• **The task**:
Leave out the pictures and transcribe everything else exactly.
<<<<
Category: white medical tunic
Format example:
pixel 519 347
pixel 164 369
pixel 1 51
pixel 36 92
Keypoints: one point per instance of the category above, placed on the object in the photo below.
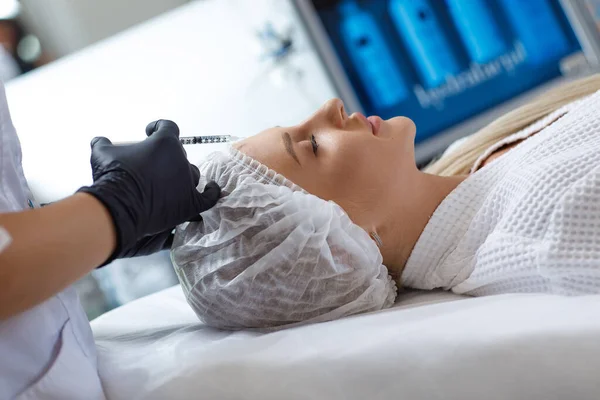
pixel 527 222
pixel 48 351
>>>>
• **Task answer**:
Category: white medical tunic
Format example:
pixel 519 347
pixel 164 369
pixel 1 51
pixel 36 92
Keypoints: one point per instance of the category above, placed on the object in the photo below.
pixel 527 222
pixel 48 351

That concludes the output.